┏━━
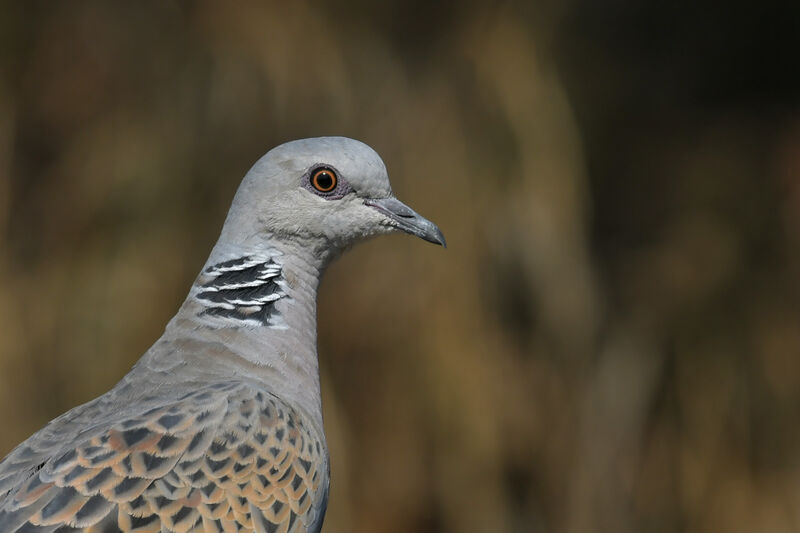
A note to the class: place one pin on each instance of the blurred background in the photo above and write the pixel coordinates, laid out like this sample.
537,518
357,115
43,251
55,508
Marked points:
610,343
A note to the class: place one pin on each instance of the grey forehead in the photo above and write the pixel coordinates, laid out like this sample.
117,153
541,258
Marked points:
359,164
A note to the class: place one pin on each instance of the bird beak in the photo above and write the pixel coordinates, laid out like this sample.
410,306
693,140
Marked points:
408,220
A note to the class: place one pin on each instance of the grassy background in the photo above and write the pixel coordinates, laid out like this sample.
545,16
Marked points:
611,342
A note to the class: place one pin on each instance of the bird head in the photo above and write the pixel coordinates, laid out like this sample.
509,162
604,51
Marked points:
333,190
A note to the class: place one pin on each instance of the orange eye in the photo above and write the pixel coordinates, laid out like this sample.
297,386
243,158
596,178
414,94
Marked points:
324,180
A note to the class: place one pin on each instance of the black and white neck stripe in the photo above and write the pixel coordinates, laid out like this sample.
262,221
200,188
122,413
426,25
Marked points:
243,289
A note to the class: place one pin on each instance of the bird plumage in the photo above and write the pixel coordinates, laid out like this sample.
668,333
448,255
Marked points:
218,427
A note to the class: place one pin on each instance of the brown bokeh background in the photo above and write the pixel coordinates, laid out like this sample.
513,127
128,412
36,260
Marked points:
611,341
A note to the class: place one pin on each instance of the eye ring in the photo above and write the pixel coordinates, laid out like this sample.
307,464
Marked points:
324,179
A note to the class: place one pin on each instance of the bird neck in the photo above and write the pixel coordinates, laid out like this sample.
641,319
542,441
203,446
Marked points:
253,309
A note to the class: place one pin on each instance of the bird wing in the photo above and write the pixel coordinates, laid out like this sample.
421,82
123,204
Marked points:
224,457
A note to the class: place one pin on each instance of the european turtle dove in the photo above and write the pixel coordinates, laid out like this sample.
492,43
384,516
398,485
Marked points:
218,427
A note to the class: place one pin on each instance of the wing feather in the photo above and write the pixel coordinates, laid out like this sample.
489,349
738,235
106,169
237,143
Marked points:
221,458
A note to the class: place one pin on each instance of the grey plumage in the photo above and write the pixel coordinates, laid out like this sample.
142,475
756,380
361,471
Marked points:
218,427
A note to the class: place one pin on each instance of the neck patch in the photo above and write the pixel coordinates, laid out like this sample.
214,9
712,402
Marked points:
244,289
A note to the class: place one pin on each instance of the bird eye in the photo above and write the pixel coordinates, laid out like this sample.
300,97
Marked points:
324,180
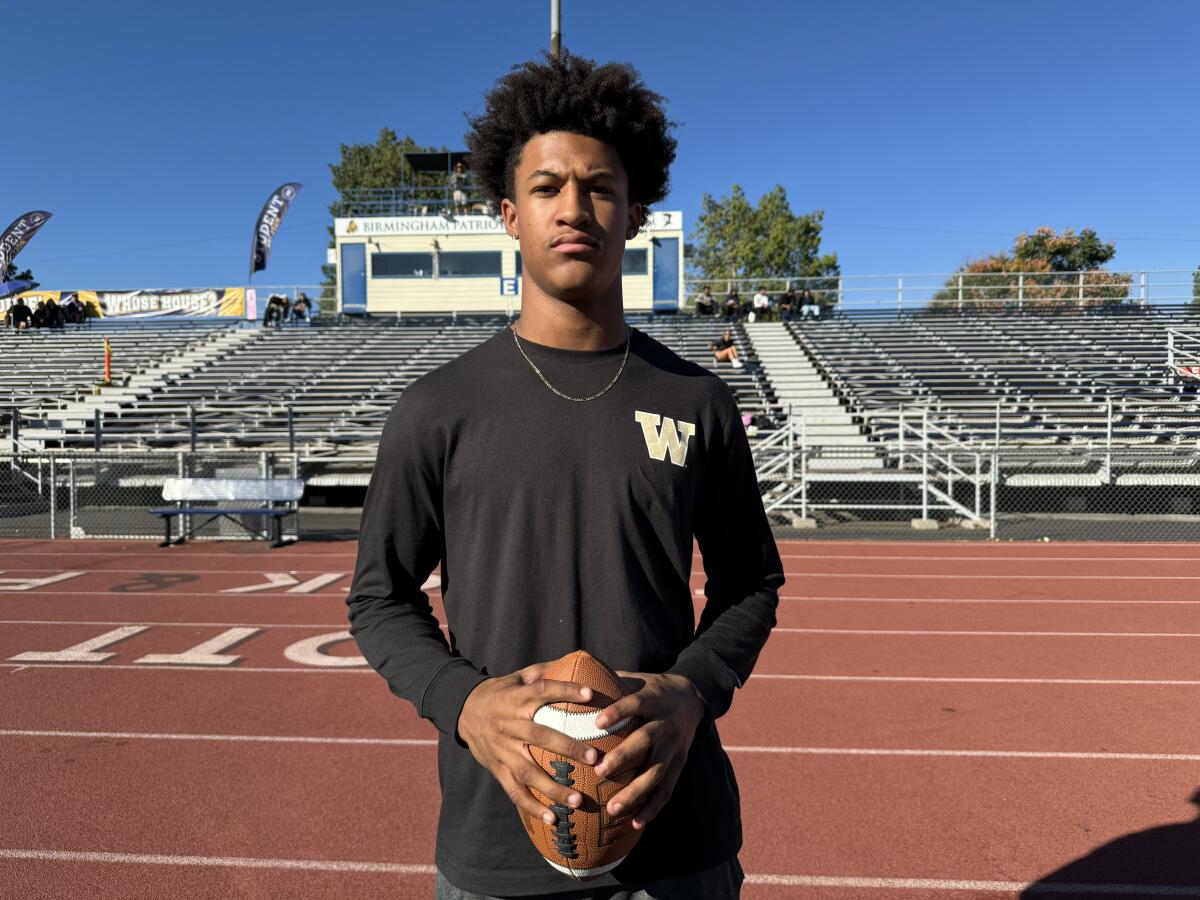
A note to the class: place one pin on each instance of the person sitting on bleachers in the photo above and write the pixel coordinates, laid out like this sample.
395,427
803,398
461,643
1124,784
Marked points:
787,304
809,306
53,315
732,305
18,316
275,311
761,311
725,351
301,309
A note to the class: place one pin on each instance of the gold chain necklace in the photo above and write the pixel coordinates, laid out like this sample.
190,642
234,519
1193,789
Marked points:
564,396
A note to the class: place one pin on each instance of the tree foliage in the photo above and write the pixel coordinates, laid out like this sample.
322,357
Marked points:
1047,269
11,274
733,239
366,166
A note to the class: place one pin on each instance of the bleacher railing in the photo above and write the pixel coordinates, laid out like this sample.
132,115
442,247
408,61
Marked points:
953,292
990,475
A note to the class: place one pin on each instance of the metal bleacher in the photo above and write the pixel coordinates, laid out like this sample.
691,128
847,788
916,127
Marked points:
1039,378
323,391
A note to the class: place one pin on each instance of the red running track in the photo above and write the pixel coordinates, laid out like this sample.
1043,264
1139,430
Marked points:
954,720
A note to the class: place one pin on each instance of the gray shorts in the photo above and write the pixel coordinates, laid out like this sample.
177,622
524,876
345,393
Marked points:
721,882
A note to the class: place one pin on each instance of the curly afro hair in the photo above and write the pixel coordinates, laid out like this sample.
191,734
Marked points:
574,94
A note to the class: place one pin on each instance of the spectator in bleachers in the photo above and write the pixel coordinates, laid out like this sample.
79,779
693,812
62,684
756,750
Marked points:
18,316
732,305
275,311
787,304
73,312
761,310
301,309
53,313
809,306
459,179
725,351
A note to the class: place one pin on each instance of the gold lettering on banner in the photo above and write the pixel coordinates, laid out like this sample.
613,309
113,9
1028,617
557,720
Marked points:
672,437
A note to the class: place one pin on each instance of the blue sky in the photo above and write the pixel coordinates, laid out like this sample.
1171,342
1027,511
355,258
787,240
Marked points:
929,132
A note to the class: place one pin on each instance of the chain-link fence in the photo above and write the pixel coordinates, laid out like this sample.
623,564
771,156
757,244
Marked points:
924,487
108,495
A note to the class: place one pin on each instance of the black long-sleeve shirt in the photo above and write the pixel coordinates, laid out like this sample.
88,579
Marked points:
564,526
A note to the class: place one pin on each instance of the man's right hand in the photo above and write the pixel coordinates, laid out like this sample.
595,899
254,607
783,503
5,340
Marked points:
497,725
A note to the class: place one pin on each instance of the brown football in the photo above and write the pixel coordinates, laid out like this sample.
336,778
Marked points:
586,841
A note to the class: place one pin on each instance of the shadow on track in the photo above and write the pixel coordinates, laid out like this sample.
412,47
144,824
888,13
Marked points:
1158,862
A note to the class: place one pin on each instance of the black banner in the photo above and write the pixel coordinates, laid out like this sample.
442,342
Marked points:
269,223
17,235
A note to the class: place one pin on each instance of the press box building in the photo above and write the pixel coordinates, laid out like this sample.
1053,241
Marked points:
437,263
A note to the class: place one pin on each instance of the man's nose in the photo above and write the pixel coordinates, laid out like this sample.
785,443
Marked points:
574,204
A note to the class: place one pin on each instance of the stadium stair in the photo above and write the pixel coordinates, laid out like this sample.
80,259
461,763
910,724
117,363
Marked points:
72,417
828,425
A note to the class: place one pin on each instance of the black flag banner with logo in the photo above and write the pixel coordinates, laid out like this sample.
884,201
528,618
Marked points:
17,235
269,223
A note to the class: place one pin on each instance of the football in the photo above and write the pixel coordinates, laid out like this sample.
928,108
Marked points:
586,841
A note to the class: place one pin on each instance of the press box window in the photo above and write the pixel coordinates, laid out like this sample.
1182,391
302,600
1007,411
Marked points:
634,263
469,264
402,265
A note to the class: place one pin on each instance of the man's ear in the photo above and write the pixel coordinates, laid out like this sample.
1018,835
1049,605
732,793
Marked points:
635,221
509,216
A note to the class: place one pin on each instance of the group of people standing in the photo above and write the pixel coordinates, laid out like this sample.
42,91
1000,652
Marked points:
281,310
48,313
762,307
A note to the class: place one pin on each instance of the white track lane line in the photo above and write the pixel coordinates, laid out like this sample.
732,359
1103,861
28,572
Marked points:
880,631
941,679
757,678
310,865
414,869
329,625
731,748
964,600
925,633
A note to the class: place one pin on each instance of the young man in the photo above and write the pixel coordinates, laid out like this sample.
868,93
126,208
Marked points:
558,473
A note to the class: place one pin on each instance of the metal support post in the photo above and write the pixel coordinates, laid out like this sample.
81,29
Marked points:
72,526
978,487
995,478
924,465
1108,442
54,498
804,469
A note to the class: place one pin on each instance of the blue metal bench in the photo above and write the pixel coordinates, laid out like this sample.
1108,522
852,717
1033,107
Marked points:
267,492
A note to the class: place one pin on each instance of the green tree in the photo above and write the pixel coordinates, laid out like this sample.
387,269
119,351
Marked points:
366,166
733,239
1047,269
11,274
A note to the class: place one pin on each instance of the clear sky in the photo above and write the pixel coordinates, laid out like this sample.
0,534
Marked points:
929,132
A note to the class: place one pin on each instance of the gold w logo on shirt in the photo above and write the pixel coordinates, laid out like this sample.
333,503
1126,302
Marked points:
671,437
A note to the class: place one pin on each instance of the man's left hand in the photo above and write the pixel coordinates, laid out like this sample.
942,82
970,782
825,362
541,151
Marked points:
670,709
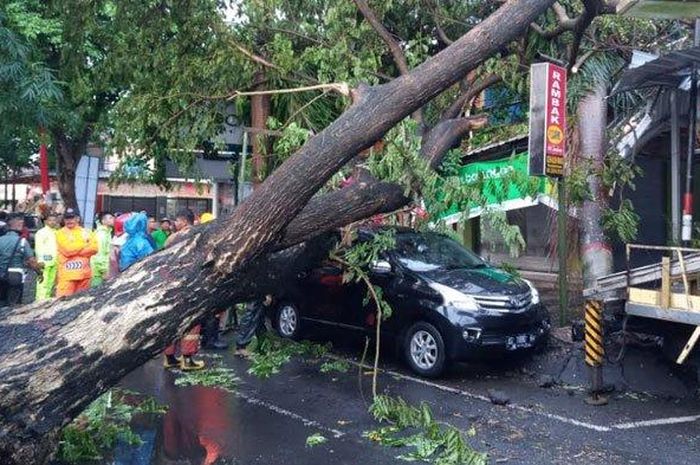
┗━━
→ EXERCISE DETAILS: Please report every line above that contains the word "background", copying each one in full.

→ ANSWER TO THE EXERCISE:
A note to the class: place one pin on each instance of the blurred background in the photo above and write the pixel coordinates, laid out like this sample.
A note to the class: place one pin on each instance of the grassy background in the photo above and write the pixel coordinates, laid out like this sample.
A note to the class: place one pin on each instance of the brown bokeh background in the photo above and write the pixel coordinates, laid out like this sample.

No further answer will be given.